Set exercise A
Decide whether each statement agrees with the RocketPy Environment Analysis text. Answer yes or no for each, and quote the words of the text that settle it. (i) The historical analysis uses the Spaceport America location. (ii) The example sets the unit system to metric. (iii) The example sets the end hour to 18.
Set exercise B
Reproduce the RocketPy Environment Analysis text from "Welcome to RocketPy’s" up to and including "analyzed as well.".

Text excerpt
>>>>>
Environment Analysis Class Usage

Welcome to RocketPy’s Environment Analysis!

This notebook intends to present you a brief description of what is possible to be done by using the most recent class of RocketPy library. Analyzing weather historical data is of upmost importance for rocket launch operations, specially with regards to range closure decision which may impact safety and rocket flight performance, therefore the results presented here may be useful to support your launch operation design.

In this case we are going to use the Spaceport America location to perform an historical analysis over the last 20 years (i.e. from 2002 to 2021). However, Environment Analysis allows for both different location and time range to be analyzed as well.

Initializing class and loading files

Let’s start by importing the required libraries for our work:

%load_ext autoreload
%autoreload 2

%matplotlib widget

from rocketpy.EnvironmentAnalysis import EnvironmentAnalysis
from datetime import datetime
import matplotlib.pyplot as plt
import numpy as np
from scipy import stats

The next cell will capture the dataset file previous donwloaded. For more details about how to get .nc files for another specific time and location, please consult the following thread:

env_analysis = EnvironmentAnalysis(
    start_date=datetime(2002, 6, 15),  # (Year, Month, Day)
    end_date=datetime(2021, 6, 30),  # (Year, Month, Day)
    start_hour=6,
    end_hour=18,
    latitude=32.990629,
    longitude=-106.976097,
    surfaceDataFile="../../data/weather/spaceport_america_single_level_reanalysis_2002_2021.nc",
    pressureLevelDataFile="../../data/weather/spaceport_america_pressure_levels_reanalysis_2002_2021.nc",
    timezone="America/Denver",
    unit_system="imperial",
)
<<<<<
Supplied data
>>>>>
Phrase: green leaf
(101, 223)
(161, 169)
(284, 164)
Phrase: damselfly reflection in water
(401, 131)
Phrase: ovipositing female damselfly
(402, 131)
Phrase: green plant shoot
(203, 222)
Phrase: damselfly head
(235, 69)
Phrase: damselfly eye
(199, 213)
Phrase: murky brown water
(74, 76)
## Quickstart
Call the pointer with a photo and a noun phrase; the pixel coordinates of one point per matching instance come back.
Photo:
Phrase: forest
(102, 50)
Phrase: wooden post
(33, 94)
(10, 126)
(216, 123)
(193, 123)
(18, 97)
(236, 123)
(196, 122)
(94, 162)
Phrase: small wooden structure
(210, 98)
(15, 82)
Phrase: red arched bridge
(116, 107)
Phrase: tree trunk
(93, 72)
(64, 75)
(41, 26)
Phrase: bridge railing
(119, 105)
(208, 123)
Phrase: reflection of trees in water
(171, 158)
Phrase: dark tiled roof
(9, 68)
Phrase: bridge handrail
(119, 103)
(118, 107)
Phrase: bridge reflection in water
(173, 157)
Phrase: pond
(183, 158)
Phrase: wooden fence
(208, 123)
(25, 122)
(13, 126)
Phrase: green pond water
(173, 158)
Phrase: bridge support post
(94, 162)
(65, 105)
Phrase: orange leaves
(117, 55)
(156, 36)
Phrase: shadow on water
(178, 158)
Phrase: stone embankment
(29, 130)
<<<<<
Answer A
(i) Yes: "In this case we are going to use the Spaceport America location to perform an historical analysis"
(ii) No: "unit_system="imperial","
(iii) Yes: "end_hour=18,"

Answer B
Welcome to RocketPy’s Environment Analysis!

This notebook intends to present you a brief description of what is possible to be done by using the most recent class of RocketPy library. Analyzing weather historical data is of upmost importance for rocket launch operations, specially with regards to range closure decision which may impact safety and rocket flight performance, therefore the results presented here may be useful to support your launch operation design.

In this case we are going to use the Spaceport America location to perform an historical analysis over the last 20 years (i.e. from 2002 to 2021). However, Environment Analysis allows for both different location and time range to be analyzed as well.